### Exercise brief
Your job is to transcribe all the records that follow, excluding any pictures.

(Dataset entries)
--------------------------------------------------

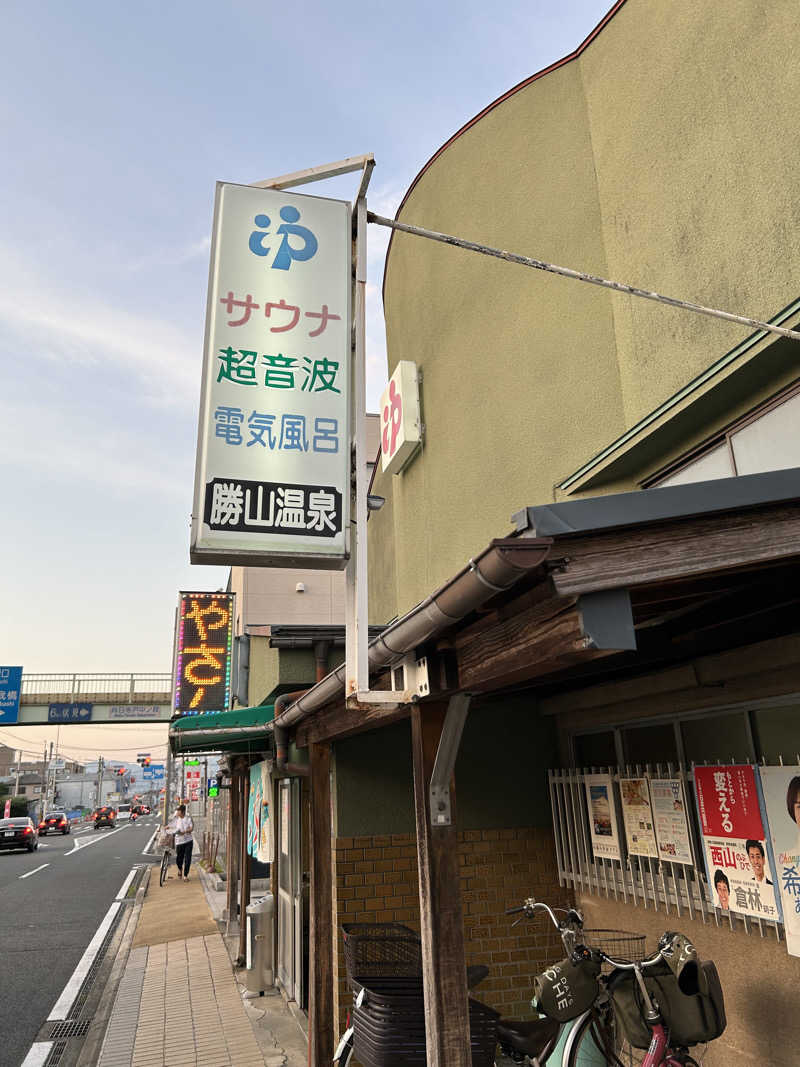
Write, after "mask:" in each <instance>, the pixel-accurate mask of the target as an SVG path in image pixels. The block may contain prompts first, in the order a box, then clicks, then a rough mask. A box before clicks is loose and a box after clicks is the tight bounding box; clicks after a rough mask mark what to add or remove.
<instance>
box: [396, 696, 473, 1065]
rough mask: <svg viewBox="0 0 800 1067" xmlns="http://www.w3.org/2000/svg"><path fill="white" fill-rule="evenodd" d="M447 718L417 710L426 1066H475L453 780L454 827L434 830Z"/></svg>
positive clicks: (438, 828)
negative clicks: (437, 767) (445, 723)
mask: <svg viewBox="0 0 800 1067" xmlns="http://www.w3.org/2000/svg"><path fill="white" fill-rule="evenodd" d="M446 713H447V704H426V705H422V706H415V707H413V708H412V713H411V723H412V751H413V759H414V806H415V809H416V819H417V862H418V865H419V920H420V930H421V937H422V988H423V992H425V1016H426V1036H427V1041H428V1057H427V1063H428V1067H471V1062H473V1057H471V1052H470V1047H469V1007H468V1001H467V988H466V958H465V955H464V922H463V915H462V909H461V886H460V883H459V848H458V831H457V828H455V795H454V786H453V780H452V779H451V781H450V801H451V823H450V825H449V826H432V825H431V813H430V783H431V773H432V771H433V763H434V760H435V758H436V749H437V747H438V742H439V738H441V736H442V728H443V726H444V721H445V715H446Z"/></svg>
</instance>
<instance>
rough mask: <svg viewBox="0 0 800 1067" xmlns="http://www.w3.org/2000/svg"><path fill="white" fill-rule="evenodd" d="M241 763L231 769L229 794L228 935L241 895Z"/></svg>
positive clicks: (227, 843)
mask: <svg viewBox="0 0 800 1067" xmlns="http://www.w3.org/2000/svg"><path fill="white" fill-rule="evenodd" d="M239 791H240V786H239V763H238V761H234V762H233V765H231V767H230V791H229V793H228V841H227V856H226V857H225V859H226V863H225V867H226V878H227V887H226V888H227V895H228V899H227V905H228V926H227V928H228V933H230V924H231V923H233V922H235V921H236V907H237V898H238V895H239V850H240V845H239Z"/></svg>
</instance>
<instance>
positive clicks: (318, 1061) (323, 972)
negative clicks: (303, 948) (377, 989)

--------------------------------------------------

### Output below
Write, after "mask:" in each <instance>, the pixel-accurate mask of the target as an SVG path in image pixels. The block may contain prompts first, in the order a box, then clicks, then a rough mask. A box before clicks is loose and a box after clicks is the tight bounding box; clicks after a rough mask mark what to add or remove.
<instance>
box: [396, 696, 473, 1065]
rough mask: <svg viewBox="0 0 800 1067" xmlns="http://www.w3.org/2000/svg"><path fill="white" fill-rule="evenodd" d="M447 718L417 710L426 1066H475L453 780L454 827L434 830Z"/></svg>
positive clicks: (438, 828)
negative clicks: (437, 767) (445, 723)
mask: <svg viewBox="0 0 800 1067" xmlns="http://www.w3.org/2000/svg"><path fill="white" fill-rule="evenodd" d="M446 713H447V704H426V705H422V706H415V707H413V708H412V713H411V723H412V751H413V759H414V806H415V809H416V819H417V862H418V865H419V920H420V930H421V937H422V988H423V992H425V1016H426V1036H427V1041H428V1057H427V1063H428V1067H471V1062H473V1057H471V1052H470V1047H469V1007H468V1001H467V988H466V958H465V955H464V922H463V915H462V909H461V886H460V883H459V848H458V831H457V828H455V795H454V786H453V780H452V779H451V781H450V801H451V823H450V825H449V826H432V825H431V813H430V783H431V773H432V771H433V763H434V760H435V758H436V749H437V747H438V742H439V738H441V736H442V728H443V726H444V721H445V715H446Z"/></svg>
</instance>
<instance>
rough mask: <svg viewBox="0 0 800 1067" xmlns="http://www.w3.org/2000/svg"><path fill="white" fill-rule="evenodd" d="M241 763L231 769L229 794L228 935L241 895Z"/></svg>
positive clicks: (227, 843)
mask: <svg viewBox="0 0 800 1067" xmlns="http://www.w3.org/2000/svg"><path fill="white" fill-rule="evenodd" d="M239 791H240V786H239V763H238V761H234V762H233V765H231V767H230V791H229V793H228V841H227V856H226V857H225V859H226V863H225V867H226V878H227V887H226V888H227V895H228V899H227V905H228V926H227V928H228V933H230V924H231V923H233V922H235V921H236V907H237V898H238V895H239V850H240V845H239Z"/></svg>
</instance>
<instance>
positive clicks: (318, 1061) (323, 972)
negative clicks: (303, 948) (377, 989)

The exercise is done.